**AIM**
Gather every line in the listing below that contains the word "hair" and copy each of those lines in full.

**DATA LINES**
#####
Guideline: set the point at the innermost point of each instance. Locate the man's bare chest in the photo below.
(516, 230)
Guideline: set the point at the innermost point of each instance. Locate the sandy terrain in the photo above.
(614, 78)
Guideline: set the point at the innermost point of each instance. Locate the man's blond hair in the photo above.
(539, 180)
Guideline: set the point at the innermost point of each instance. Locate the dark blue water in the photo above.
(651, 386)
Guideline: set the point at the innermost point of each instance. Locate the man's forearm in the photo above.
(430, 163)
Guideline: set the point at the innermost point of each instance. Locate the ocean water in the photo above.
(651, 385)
#####
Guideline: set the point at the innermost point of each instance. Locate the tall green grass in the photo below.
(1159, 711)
#####
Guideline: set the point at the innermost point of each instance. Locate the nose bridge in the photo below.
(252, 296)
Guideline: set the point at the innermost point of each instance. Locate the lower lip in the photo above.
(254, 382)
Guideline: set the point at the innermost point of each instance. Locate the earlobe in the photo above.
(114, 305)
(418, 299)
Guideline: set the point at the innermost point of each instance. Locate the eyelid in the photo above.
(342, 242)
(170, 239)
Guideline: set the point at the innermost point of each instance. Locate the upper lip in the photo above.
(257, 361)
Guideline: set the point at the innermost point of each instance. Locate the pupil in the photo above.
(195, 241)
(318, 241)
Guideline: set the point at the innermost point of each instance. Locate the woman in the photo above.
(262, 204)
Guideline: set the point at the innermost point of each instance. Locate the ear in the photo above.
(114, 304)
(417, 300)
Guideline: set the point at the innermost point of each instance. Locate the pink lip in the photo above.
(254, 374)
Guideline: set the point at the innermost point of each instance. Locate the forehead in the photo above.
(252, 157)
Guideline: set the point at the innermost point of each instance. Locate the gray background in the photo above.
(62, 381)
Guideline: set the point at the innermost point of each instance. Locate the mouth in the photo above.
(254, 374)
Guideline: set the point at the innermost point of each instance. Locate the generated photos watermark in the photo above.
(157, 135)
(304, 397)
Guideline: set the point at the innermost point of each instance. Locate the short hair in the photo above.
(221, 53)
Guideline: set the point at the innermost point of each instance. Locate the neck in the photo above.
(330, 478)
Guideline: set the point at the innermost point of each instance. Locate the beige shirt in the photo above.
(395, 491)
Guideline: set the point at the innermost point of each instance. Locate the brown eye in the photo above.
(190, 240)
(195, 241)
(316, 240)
#####
**ANSWER FOR THE TASK**
Guideline: set the point at the innermost point of each instance. Locate the man's blond hair in the photo above.
Guideline: set the point at the innermost point of each instance. Locate the short hair in the photo above.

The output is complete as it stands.